[[ Data listing open ]]

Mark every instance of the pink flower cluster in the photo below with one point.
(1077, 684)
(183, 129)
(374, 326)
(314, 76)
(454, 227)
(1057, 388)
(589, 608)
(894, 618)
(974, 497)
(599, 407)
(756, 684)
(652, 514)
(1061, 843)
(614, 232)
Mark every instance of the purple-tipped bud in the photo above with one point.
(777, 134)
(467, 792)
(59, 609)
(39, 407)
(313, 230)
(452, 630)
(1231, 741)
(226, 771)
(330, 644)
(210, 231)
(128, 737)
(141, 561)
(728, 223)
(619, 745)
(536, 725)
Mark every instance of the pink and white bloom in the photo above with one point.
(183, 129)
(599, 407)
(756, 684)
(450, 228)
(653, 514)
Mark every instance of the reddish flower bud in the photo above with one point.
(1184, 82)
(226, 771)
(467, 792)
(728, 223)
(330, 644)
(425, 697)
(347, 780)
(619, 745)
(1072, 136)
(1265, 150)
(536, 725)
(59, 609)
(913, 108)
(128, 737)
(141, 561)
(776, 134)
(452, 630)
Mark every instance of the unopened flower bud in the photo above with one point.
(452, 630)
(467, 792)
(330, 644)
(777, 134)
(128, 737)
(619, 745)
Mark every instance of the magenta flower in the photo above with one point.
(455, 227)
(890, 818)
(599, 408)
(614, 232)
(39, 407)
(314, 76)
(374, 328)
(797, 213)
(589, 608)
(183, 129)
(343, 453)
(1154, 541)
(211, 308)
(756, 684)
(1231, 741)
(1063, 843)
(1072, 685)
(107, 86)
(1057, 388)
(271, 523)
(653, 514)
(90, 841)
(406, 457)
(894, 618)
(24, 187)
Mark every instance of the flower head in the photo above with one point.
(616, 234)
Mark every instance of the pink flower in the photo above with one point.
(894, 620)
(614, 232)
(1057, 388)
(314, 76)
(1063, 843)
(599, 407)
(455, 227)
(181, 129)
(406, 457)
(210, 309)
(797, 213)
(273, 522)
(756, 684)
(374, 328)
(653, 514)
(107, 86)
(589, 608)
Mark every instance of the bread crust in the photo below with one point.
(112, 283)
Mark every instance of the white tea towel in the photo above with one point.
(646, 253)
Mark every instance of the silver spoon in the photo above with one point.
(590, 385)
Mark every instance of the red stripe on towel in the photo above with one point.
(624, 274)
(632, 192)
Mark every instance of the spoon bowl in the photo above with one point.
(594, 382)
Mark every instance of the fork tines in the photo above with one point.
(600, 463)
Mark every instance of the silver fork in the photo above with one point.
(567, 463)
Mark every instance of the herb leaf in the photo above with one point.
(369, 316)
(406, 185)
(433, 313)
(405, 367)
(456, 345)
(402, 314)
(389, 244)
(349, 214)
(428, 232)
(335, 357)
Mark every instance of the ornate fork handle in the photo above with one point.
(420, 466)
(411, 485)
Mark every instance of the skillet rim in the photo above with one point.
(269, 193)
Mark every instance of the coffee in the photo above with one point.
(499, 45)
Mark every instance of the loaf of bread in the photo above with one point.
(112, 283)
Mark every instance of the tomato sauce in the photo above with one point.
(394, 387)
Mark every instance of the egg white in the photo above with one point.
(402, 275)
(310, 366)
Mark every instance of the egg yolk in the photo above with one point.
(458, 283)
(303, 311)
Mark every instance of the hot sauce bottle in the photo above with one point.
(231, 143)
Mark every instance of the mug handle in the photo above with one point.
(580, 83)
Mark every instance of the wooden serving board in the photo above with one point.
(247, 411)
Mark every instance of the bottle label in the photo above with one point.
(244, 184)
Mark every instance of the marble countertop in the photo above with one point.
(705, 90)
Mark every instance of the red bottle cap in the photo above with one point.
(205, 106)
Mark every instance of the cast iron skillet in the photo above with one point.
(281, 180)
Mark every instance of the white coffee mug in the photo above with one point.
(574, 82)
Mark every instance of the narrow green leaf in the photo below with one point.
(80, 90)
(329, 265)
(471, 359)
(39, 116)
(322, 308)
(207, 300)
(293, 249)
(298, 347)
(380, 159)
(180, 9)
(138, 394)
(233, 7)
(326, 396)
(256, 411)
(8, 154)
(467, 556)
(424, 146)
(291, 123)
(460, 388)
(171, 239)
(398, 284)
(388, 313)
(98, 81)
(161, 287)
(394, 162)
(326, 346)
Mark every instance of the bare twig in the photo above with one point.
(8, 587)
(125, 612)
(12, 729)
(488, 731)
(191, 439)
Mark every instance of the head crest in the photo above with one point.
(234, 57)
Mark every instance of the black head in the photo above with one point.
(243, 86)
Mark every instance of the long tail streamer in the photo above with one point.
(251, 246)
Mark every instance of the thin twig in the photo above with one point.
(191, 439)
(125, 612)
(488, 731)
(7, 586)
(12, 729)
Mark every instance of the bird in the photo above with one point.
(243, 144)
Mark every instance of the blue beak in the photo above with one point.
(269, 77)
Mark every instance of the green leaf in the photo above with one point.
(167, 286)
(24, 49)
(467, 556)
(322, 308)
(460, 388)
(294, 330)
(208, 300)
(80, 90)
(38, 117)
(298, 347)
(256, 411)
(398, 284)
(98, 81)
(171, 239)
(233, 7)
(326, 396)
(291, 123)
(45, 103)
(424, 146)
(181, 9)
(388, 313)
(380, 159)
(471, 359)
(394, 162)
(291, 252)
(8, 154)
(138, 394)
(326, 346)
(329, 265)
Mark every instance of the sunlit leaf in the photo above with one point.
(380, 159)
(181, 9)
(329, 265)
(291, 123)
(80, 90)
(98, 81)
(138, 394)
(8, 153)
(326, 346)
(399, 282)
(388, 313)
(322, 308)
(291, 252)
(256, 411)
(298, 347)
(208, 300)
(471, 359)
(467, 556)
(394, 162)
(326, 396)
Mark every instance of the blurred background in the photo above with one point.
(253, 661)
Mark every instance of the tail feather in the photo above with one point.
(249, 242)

[[ Data listing closed ]]

What you are asked to do:
Write down all of the records again, word for word.

Result of this task:
Mark every instance of the pink flower cluster in the photo below with one point.
(1077, 684)
(183, 129)
(374, 326)
(314, 76)
(454, 227)
(1057, 388)
(589, 608)
(894, 618)
(974, 497)
(599, 407)
(756, 684)
(652, 514)
(1061, 843)
(614, 232)
Mark every instance of the purple-tipped bud in the photo above with one point.
(777, 134)
(467, 792)
(59, 609)
(39, 407)
(313, 230)
(452, 630)
(1231, 741)
(226, 771)
(330, 644)
(210, 231)
(128, 737)
(141, 561)
(728, 223)
(619, 745)
(536, 725)
Mark every instance of the pink and white bloom in the photo above with one point.
(183, 129)
(599, 407)
(756, 684)
(450, 228)
(653, 514)
Mark every instance of the reddish flower bud in the photo above with one point.
(1184, 82)
(226, 771)
(467, 792)
(728, 223)
(330, 644)
(425, 697)
(347, 780)
(619, 745)
(1072, 136)
(1265, 150)
(536, 725)
(59, 609)
(913, 108)
(128, 737)
(141, 561)
(776, 134)
(452, 630)
Mark every instance of the unopened flower bud in the photo above with one point.
(452, 630)
(467, 792)
(330, 644)
(777, 134)
(128, 737)
(619, 745)
Mark every instance of the magenta flower in the photo above with one point.
(455, 227)
(890, 818)
(599, 408)
(614, 232)
(39, 407)
(314, 76)
(374, 328)
(797, 213)
(589, 608)
(183, 129)
(343, 453)
(1154, 541)
(211, 308)
(756, 684)
(1231, 741)
(1063, 843)
(1072, 685)
(107, 86)
(1057, 388)
(271, 523)
(653, 514)
(90, 841)
(406, 457)
(894, 618)
(24, 187)
Mark every instance of the flower head in the photo above with one point.
(616, 234)
Mark every instance of the pink flower in the photo above with one point.
(894, 620)
(614, 232)
(1057, 388)
(314, 76)
(1063, 843)
(599, 407)
(455, 227)
(181, 129)
(406, 457)
(210, 309)
(797, 213)
(273, 522)
(756, 684)
(374, 328)
(653, 514)
(107, 86)
(589, 608)
Mark every instance of the bread crust in the photo below with one point.
(112, 283)
Mark every instance of the white tea towel in the photo above with one point.
(646, 253)
Mark every instance of the silver spoon in the photo above with one point.
(590, 385)
Mark every instance of the red stripe on towel in the photo above with one point.
(624, 274)
(632, 192)
Mark every instance of the spoon bowl in the photo above with one point.
(594, 382)
Mark every instance of the fork tines in the photo above with one point.
(600, 463)
Mark every instance of the silver fork in the photo above with one point.
(567, 463)
Mark every instance of the herb leaf in the photo above with one point.
(369, 316)
(406, 185)
(433, 313)
(405, 367)
(456, 345)
(402, 314)
(389, 244)
(349, 214)
(428, 232)
(335, 357)
Mark every instance of the ornate fork handle in the photo above with one point.
(420, 466)
(411, 485)
Mark every instance of the skillet rim in the photo above with one point.
(269, 193)
Mark every instance of the coffee in the photo above with one point.
(499, 45)
Mark every instance of the loaf of bread in the photo above with one point.
(112, 283)
Mark every instance of the tomato sauce in the photo above with one point.
(394, 387)
Mark every instance of the egg white in the photo above with one point.
(402, 275)
(310, 366)
Mark every instance of the egg yolk in the photo above with one point.
(458, 283)
(303, 311)
Mark every instance of the hot sauce bottle in the photo above with one point.
(231, 143)
Mark every instance of the mug handle in the photo above with one point.
(580, 83)
Mark every instance of the wooden serving board in the photo above with one point.
(247, 411)
Mark every instance of the bottle label in the photo above with one point.
(244, 184)
Mark every instance of the marble countertop in the photo above with one point.
(705, 90)
Mark every instance of the red bottle cap in the photo above with one point.
(205, 106)
Mark every instance of the cast iron skillet in the photo above with one point.
(281, 180)
Mark every instance of the white coffee mug in the photo above with one point.
(574, 82)
Mark every instance of the narrow green leaf in the photo below with one point.
(80, 90)
(329, 265)
(471, 359)
(39, 116)
(322, 308)
(207, 300)
(293, 249)
(298, 347)
(380, 159)
(180, 9)
(138, 394)
(233, 7)
(326, 396)
(256, 411)
(8, 154)
(467, 556)
(424, 146)
(291, 123)
(460, 388)
(171, 239)
(398, 284)
(388, 313)
(98, 81)
(161, 287)
(394, 162)
(326, 346)
Mark every instance of the bare twig in the photo above with one point.
(8, 587)
(125, 612)
(12, 729)
(488, 731)
(191, 439)
Mark every instance of the head crest in the photo above with one point.
(234, 57)
Mark every instance of the black head in the photo above with one point.
(243, 86)
Mark every instance of the long tail streamer in the photo above with one point.
(251, 246)
Mark every instance of the thin twig in the photo above with one point.
(191, 439)
(125, 612)
(488, 731)
(7, 586)
(12, 729)
Mark every instance of the bird in the photo above with one point.
(243, 144)
Mark every instance of the blue beak in the photo above with one point.
(269, 77)
Mark every instance of the green leaf in the photo above with one point.
(167, 286)
(24, 49)
(467, 556)
(322, 308)
(460, 388)
(294, 330)
(208, 300)
(80, 90)
(38, 117)
(298, 347)
(256, 411)
(398, 284)
(98, 81)
(171, 239)
(233, 7)
(326, 396)
(291, 123)
(45, 103)
(424, 146)
(181, 9)
(388, 313)
(380, 159)
(471, 359)
(394, 162)
(291, 252)
(8, 154)
(138, 394)
(326, 346)
(329, 265)
Mark every instance of the sunlit leaf in the photo above with one point.
(380, 159)
(181, 9)
(329, 265)
(291, 123)
(80, 90)
(98, 81)
(138, 394)
(8, 153)
(326, 346)
(399, 282)
(388, 313)
(322, 308)
(291, 252)
(256, 411)
(298, 347)
(208, 300)
(471, 359)
(467, 556)
(394, 162)
(326, 396)
Mark every instance of the blurred background in the photo above with one point.
(253, 661)
Mark every instance of the tail feather in the photo above with one point.
(249, 242)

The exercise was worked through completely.